Data to use —

◆ ◆ ◆ ◆ ◆

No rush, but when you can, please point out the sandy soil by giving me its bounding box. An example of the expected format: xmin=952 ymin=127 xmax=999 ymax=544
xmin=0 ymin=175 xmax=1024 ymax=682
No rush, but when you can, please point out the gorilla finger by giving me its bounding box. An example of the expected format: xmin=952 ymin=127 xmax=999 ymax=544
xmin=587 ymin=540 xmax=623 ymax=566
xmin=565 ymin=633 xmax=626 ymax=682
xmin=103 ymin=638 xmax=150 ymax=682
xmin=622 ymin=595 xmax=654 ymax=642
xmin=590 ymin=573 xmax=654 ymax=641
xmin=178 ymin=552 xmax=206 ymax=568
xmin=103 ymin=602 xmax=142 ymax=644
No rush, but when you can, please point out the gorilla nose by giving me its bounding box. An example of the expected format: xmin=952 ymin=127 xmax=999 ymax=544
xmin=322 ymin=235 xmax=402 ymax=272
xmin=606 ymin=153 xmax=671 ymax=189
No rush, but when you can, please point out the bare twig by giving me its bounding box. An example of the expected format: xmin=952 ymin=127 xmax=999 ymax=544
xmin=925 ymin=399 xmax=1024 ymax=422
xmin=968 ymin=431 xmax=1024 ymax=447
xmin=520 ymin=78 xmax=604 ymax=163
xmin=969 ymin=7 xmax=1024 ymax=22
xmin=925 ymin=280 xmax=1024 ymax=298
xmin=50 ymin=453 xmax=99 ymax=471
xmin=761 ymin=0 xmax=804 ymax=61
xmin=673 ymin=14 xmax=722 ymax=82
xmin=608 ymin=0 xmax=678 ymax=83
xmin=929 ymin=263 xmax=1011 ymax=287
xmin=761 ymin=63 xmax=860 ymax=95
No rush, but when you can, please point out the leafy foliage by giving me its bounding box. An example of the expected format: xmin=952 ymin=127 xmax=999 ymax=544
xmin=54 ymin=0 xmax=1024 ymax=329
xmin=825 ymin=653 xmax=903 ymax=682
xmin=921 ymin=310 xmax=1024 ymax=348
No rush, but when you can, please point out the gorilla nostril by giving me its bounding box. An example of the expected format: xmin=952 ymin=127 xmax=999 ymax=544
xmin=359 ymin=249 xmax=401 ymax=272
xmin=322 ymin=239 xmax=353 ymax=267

◆ ◆ ◆ ◆ ◆

Do this — Reproduce every one of the lines above verbatim, without altering any character.

Exercise solution —
No rush, but when you can, please point out the sandy soil by giving me its bounding box. An example of the expected format: xmin=952 ymin=127 xmax=999 ymax=544
xmin=0 ymin=175 xmax=1024 ymax=682
No rush, but when you can, please point out the gorilla finger by giving me its bounding box. An example of the expected format: xmin=952 ymin=127 xmax=999 ymax=544
xmin=587 ymin=540 xmax=623 ymax=566
xmin=565 ymin=633 xmax=626 ymax=682
xmin=103 ymin=638 xmax=150 ymax=682
xmin=622 ymin=595 xmax=654 ymax=642
xmin=590 ymin=573 xmax=654 ymax=641
xmin=178 ymin=552 xmax=206 ymax=568
xmin=103 ymin=602 xmax=142 ymax=644
No rush, but when you can, please point out the gorilla nose by giving me its bounding box. An example of the expected format: xmin=952 ymin=127 xmax=999 ymax=544
xmin=322 ymin=235 xmax=402 ymax=272
xmin=606 ymin=153 xmax=671 ymax=189
No rush, but when you can, please point out the bare twig by giving me its bounding box. An example of the expected format: xmin=952 ymin=127 xmax=999 ymax=544
xmin=925 ymin=399 xmax=1024 ymax=422
xmin=968 ymin=431 xmax=1024 ymax=447
xmin=520 ymin=78 xmax=604 ymax=163
xmin=969 ymin=7 xmax=1024 ymax=22
xmin=925 ymin=280 xmax=1024 ymax=298
xmin=50 ymin=453 xmax=99 ymax=471
xmin=761 ymin=0 xmax=804 ymax=61
xmin=673 ymin=14 xmax=722 ymax=82
xmin=608 ymin=0 xmax=678 ymax=83
xmin=929 ymin=263 xmax=1011 ymax=287
xmin=761 ymin=63 xmax=860 ymax=95
No rush, but when you can, please point out the leafy foliage by giving me its bounding box. An example of the expected format: xmin=952 ymin=127 xmax=999 ymax=544
xmin=54 ymin=0 xmax=1024 ymax=329
xmin=825 ymin=653 xmax=903 ymax=682
xmin=921 ymin=310 xmax=1024 ymax=348
No rush, but when you can, please point out the gorilla nostril by giving me its bounding box. An example of the expected format: xmin=952 ymin=127 xmax=999 ymax=544
xmin=359 ymin=249 xmax=401 ymax=272
xmin=322 ymin=239 xmax=353 ymax=267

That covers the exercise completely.